Written request: Pull out each line in the listing below that includes the word "holding", and copy those lines.

[Dataset items]
»»

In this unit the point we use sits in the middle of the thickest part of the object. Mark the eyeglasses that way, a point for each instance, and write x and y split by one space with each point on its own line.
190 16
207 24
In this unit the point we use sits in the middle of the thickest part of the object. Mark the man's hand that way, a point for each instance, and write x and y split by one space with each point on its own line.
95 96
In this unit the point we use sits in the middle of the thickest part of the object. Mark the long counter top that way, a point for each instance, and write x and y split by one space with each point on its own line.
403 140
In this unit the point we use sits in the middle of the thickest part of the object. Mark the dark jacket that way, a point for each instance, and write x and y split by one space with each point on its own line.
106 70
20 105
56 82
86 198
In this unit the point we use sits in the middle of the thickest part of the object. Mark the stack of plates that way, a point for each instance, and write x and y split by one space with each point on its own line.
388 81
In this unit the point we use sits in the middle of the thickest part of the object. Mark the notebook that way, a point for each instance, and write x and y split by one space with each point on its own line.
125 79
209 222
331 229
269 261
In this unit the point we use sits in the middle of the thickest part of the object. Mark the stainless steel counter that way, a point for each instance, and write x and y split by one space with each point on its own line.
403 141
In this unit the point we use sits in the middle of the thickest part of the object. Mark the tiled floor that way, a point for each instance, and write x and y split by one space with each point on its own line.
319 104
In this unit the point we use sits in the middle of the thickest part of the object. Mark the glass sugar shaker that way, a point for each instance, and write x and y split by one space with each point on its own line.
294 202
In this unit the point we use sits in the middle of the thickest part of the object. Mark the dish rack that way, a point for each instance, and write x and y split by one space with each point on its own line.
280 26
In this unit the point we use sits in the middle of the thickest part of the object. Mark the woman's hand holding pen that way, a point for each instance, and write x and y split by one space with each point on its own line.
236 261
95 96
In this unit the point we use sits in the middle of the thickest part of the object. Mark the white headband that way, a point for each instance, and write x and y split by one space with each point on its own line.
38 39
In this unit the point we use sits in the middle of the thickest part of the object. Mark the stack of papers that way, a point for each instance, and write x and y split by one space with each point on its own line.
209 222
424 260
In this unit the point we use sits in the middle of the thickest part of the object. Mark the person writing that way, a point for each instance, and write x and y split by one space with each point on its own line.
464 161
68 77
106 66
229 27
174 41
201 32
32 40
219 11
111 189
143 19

««
»»

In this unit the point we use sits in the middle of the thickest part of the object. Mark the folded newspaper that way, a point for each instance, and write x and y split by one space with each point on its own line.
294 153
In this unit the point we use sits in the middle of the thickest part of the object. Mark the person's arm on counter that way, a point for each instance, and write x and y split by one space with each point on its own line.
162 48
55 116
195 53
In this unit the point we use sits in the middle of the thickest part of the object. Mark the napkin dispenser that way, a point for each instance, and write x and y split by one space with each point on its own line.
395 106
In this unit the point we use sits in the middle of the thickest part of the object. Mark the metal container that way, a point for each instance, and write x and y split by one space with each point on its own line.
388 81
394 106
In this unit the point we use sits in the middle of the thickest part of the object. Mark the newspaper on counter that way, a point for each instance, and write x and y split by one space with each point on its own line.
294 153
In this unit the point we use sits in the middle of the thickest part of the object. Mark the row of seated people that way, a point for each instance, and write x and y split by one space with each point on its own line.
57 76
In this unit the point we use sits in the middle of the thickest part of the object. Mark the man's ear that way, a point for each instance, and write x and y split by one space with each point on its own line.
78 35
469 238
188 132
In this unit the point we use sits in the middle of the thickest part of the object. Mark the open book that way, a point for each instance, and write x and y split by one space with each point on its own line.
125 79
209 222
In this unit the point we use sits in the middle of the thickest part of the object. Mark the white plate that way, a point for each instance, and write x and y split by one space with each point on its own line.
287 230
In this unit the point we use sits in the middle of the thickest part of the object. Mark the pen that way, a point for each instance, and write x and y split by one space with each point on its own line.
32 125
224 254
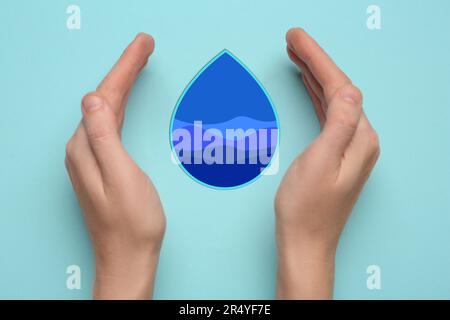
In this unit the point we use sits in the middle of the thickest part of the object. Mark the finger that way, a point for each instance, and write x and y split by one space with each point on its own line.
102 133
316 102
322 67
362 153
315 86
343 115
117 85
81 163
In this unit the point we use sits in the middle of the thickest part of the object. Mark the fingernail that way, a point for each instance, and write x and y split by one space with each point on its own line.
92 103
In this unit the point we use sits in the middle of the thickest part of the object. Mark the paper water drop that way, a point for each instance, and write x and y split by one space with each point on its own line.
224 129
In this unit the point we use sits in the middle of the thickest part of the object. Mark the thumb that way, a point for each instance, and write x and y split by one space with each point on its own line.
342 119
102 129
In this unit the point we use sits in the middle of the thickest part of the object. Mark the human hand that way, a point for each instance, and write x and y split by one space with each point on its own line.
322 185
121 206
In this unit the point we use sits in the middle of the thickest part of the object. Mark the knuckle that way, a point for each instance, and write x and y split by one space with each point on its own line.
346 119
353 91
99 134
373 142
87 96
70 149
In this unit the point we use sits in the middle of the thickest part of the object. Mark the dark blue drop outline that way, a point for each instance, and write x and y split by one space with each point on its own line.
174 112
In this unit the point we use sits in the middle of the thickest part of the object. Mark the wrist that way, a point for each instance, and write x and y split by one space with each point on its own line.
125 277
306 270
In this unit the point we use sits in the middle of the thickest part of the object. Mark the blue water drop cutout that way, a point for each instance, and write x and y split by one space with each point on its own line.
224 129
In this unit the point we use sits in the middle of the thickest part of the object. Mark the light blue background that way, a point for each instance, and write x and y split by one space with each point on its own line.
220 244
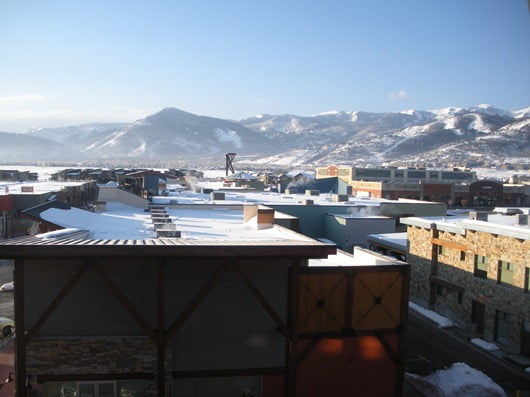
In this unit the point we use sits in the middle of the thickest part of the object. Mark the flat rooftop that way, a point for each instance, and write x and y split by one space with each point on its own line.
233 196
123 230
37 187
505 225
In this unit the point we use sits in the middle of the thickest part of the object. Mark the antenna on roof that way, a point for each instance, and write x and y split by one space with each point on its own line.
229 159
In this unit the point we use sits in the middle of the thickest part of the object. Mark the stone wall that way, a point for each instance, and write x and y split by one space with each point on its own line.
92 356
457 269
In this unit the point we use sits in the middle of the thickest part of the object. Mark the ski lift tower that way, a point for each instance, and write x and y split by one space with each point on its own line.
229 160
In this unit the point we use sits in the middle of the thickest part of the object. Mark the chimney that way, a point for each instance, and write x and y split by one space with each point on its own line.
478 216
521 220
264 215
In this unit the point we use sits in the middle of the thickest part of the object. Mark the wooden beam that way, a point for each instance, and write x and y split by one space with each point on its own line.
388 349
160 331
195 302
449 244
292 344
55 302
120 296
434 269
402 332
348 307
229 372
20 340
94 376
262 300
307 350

««
»»

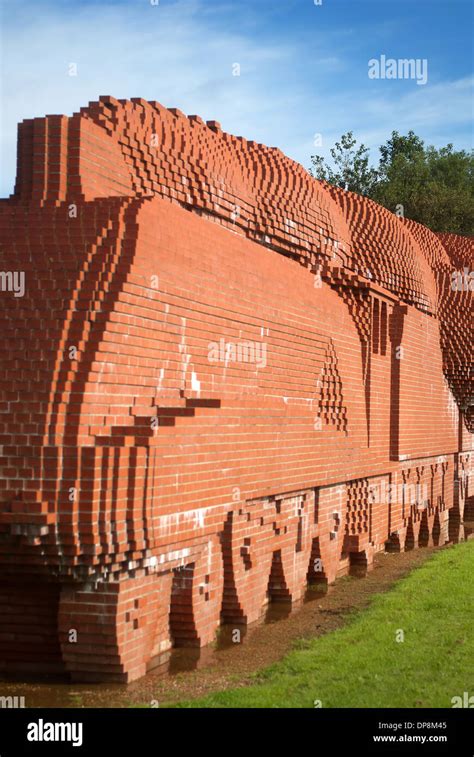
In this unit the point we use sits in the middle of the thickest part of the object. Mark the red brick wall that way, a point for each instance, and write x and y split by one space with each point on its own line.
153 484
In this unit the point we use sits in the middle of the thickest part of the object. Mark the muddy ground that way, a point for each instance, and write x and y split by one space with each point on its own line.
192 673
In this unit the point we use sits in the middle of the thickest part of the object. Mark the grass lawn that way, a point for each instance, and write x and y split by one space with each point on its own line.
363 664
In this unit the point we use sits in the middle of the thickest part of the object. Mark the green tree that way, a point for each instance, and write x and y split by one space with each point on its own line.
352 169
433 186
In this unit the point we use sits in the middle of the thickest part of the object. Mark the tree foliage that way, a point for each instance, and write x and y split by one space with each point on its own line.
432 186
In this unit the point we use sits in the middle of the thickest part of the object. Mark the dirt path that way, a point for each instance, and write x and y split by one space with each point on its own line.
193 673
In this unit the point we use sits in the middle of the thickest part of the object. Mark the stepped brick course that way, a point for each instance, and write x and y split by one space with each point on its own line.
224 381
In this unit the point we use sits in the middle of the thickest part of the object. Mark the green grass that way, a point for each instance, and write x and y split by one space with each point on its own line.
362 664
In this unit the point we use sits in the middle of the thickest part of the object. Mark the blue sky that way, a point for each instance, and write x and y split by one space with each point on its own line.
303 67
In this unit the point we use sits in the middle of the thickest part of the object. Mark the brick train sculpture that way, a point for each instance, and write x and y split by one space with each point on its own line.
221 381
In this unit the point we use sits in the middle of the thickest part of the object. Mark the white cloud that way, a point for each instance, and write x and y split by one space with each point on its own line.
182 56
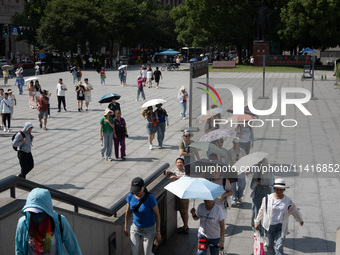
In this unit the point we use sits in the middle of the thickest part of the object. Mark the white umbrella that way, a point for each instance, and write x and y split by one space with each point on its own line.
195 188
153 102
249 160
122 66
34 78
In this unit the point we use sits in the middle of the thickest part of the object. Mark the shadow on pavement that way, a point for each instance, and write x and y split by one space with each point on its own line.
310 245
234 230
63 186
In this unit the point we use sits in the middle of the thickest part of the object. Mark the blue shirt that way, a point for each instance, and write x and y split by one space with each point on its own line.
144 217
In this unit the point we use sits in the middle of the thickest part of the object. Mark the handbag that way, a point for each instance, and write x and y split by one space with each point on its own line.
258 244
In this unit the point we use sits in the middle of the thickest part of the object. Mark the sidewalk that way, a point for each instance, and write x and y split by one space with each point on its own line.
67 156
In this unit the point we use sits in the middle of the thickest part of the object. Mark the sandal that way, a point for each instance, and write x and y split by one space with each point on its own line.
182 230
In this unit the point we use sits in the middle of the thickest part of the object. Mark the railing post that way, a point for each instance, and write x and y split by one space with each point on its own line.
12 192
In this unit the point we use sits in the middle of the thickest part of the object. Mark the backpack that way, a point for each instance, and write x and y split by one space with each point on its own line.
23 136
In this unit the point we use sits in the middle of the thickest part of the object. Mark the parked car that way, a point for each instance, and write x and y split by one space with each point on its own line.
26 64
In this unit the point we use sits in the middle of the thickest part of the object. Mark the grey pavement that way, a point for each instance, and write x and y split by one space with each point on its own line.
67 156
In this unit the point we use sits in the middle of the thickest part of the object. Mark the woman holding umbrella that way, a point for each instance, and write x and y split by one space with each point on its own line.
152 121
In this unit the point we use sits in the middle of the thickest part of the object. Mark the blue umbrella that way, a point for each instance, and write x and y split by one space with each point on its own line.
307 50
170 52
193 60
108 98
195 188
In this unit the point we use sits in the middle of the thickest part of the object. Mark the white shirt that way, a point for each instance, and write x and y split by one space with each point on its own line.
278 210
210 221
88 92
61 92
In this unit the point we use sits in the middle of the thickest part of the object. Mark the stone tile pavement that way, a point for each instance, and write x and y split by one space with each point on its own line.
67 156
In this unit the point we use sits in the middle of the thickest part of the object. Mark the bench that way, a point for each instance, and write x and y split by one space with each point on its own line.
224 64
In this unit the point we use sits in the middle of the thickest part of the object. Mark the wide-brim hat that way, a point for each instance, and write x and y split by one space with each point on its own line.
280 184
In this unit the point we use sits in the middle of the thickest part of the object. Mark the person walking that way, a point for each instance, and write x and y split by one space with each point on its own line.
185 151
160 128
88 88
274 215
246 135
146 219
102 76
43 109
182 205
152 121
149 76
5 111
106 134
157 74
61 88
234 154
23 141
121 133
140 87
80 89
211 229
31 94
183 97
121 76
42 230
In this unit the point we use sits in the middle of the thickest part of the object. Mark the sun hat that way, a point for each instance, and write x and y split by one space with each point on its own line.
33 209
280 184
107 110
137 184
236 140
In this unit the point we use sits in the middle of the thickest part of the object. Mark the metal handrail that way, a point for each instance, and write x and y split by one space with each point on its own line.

««

Full response:
In this unit the point we use sits in the middle of the thickest part of the object. Mark the woman's hand holding pen that way, a point for each instance, and write x and y split by one space with each point on its own line.
In this unit the point we use sits in the middle of the thickest part of the object. Mark the woman holding umbrella that way, a point for each instance, and write x and y split by one space with each point on its own line.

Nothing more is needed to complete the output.